(Dataset items)
------------------------

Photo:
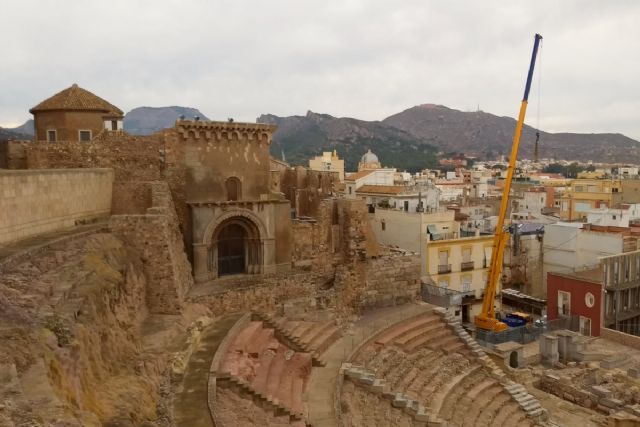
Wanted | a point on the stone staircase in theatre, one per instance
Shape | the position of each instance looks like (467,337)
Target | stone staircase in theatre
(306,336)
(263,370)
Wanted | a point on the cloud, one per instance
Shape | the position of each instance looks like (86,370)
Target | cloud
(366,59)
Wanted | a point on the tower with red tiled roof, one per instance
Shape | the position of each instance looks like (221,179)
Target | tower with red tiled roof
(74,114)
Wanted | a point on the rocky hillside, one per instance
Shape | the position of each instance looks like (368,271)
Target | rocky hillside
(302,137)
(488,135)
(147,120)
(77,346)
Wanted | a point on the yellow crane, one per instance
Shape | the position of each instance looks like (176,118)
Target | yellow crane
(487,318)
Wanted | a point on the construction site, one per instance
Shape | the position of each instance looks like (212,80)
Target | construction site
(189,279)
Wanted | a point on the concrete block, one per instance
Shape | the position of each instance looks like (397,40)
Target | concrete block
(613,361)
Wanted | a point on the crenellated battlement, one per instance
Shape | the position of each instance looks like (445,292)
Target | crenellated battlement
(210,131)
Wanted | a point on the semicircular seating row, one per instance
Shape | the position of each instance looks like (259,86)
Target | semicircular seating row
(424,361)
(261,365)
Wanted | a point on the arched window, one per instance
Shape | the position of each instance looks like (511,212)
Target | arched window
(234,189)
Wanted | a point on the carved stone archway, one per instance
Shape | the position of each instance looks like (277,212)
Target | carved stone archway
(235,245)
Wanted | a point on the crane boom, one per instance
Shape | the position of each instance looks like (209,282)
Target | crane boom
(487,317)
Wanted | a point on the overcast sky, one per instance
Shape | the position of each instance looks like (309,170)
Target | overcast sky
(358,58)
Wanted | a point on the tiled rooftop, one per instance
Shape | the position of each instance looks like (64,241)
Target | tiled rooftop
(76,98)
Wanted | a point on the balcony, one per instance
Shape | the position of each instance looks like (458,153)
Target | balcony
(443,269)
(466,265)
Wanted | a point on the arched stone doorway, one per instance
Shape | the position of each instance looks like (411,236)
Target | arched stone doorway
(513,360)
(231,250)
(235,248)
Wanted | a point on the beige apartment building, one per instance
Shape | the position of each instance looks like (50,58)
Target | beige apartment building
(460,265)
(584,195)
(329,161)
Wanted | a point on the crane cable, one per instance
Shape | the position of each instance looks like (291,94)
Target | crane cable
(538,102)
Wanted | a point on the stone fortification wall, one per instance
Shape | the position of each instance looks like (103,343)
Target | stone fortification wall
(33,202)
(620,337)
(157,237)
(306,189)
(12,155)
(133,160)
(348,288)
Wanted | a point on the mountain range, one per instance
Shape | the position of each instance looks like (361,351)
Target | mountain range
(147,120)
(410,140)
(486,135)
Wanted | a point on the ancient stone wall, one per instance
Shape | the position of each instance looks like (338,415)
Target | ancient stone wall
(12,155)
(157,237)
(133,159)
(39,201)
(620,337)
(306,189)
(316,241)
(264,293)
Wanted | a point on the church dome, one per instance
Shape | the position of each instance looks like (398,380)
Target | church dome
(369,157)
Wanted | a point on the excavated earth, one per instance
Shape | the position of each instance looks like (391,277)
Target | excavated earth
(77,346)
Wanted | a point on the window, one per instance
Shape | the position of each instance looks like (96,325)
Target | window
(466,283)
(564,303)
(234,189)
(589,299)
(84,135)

------------------------

Your task:
Update all of the lines above by replacing "one per instance" with "one for each instance" everywhere and keeping everything else the same. Leave the pictures out of your answer.

Result for this task:
Photo:
Wanted | a point on the stone staircase in theatre, one for each instance
Shape | the position of each instance looks like (467,337)
Target | stone staircase in theatre
(306,336)
(263,370)
Wanted | a point on the cloud, one for each instance
Shape | the position of each instance looks like (86,370)
Target | cloud
(366,59)
Wanted | a point on the tower with red tiled roof, one for each instance
Shape | the position of each instance looks like (221,179)
Target | tower with red tiled roof
(74,114)
Wanted | a point on the rocky hillside, one for each instance
Shape | the position of each instance looks like (368,271)
Target | rocky hillside
(302,137)
(488,135)
(147,120)
(77,346)
Wanted | a point on the yellow crane, one for each instance
Shape | the position of each instance looks like (176,118)
Target | yellow crane
(487,318)
Wanted | a point on the construction site, one for each instance
Shape | the position of each instance looks like (212,80)
Target | construction site
(189,279)
Wanted | a point on the concrete block, one for each instance
Shape | the position of each instance looks like (397,40)
Target | concrete block
(613,361)
Wanted | a point on the crenellated battlement, one for each instance
Shape | the position of each instance looks like (445,292)
Target | crenellated battlement
(210,131)
Wanted | a point on the semicircular seating row, one for each instance
Shape | the position of each instance looks like (259,86)
Target | semicircular seating row
(424,361)
(261,365)
Wanted | a point on the arched window, one for each instance
Shape | the position of each instance looks like (511,212)
Target | arched window
(234,189)
Wanted | a point on the carved stone archway, one for each instance
Shape | the position of each instance looks like (277,212)
Target | carved stone archway
(235,245)
Wanted | a point on the crane boom, one for each instance
Shape | the position of each instance looks like (209,282)
Target | crane boom
(487,317)
Wanted | a point on the overcast sky, one for each instance
Shape | the position of each instance looks like (309,170)
Target | overcast sky
(358,58)
Wanted | a point on the tiled rooftop, one for each instance
Shape | the position of each instance looks like (64,241)
Target | tiled rooftop
(76,98)
Wanted | a point on the balcony, one for each instance
Shape | the position of each instance looks like (458,153)
Target | balcony
(443,269)
(466,265)
Wanted | a point on the arched stone doorway, one for each instance
Shape | the position of each instance looks like (411,236)
Target | arched stone doorway
(513,360)
(231,250)
(235,248)
Wanted | a point on the beige apartment building, one for each instance
Shape | the position of each instance looks like (50,58)
Target | beige apartment building
(460,265)
(584,195)
(329,161)
Wanted | a point on the crane cable, one for each instance
Shape | the position of each instance looks like (291,94)
Target | crane cable
(538,102)
Wanted | a point on the stone fortification wall, one for each instance
Shape | the position of each instance looks like (103,343)
Target | stone fortification wall
(33,202)
(620,337)
(157,237)
(306,189)
(12,155)
(133,160)
(348,288)
Wanted | a point on the mountain range, one for each instance
Shape | the position of each instance looks like (361,351)
Target | mountain range
(147,120)
(410,140)
(486,135)
Wanted | a point on the ancient stone wall, one for each instance
Shape | the position of each instance looks like (338,415)
Target | ancient stone wall
(12,155)
(157,237)
(133,159)
(39,201)
(620,337)
(306,189)
(316,241)
(264,293)
Wanted | a point on the church dome, one for each instance
Shape | the position of each instance looks like (398,380)
Target | church dome
(369,157)
Wanted | a point on the excavated earth, one for each instance
Shape | the position of each instance looks like (391,277)
Target | excavated earth
(77,346)
Wanted | a point on the window, one for each instance
Shape | the position of each instance looks like (96,325)
Target | window
(466,283)
(564,303)
(234,189)
(589,299)
(84,135)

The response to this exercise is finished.